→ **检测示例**
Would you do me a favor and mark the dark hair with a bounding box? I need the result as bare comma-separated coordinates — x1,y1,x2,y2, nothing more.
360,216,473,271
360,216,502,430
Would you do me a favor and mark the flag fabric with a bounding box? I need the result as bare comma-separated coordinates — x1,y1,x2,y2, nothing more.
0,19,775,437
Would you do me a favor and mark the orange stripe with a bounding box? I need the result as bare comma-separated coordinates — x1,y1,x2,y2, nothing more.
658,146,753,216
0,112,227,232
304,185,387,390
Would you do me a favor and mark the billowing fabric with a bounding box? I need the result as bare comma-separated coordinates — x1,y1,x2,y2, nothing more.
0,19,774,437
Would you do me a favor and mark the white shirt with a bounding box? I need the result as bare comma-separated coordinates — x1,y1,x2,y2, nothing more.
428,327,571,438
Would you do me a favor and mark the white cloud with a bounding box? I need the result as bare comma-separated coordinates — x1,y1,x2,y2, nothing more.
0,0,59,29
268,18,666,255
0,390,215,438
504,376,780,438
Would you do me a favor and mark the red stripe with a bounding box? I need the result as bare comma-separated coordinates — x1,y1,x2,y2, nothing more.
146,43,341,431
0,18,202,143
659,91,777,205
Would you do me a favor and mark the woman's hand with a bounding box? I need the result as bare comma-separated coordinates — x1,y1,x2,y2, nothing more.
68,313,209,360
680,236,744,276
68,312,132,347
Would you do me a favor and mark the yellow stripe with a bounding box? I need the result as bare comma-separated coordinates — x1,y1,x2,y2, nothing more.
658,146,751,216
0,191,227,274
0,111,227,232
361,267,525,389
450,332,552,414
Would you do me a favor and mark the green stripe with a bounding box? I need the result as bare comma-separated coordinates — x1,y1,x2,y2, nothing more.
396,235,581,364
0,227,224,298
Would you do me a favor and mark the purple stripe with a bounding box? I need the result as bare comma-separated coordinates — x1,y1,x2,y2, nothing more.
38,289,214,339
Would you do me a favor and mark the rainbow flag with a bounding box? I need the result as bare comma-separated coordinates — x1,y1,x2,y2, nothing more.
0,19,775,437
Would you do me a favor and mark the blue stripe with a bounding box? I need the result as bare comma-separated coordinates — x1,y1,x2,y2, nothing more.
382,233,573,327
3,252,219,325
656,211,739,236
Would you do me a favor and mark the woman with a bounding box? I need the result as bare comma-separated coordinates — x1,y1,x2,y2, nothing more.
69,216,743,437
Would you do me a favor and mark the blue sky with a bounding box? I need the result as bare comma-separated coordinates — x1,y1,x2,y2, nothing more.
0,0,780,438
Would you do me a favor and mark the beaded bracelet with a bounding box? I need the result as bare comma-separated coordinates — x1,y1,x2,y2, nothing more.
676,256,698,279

→ **任务要求**
把材料中从含有“Would you do me a favor and mark the yellow”的那一行起、到含有“0,227,224,298”的那一行为止的各行（首尾两行都算在内）转换成 JSON 字符串列表，每行对应一个字符串，空行略去。

→ **本题解答**
[
  "Would you do me a favor and mark the yellow stripe with a bounding box? I need the result as bare comma-separated coordinates — x1,y1,x2,y2, nothing more.",
  "658,146,751,216",
  "0,191,227,274",
  "0,111,227,232",
  "361,267,525,389",
  "450,332,552,414",
  "Would you do me a favor and mark the green stripe with a bounding box? I need the result as bare comma-separated coordinates — x1,y1,x2,y2, nothing more.",
  "396,235,581,364",
  "0,227,224,298"
]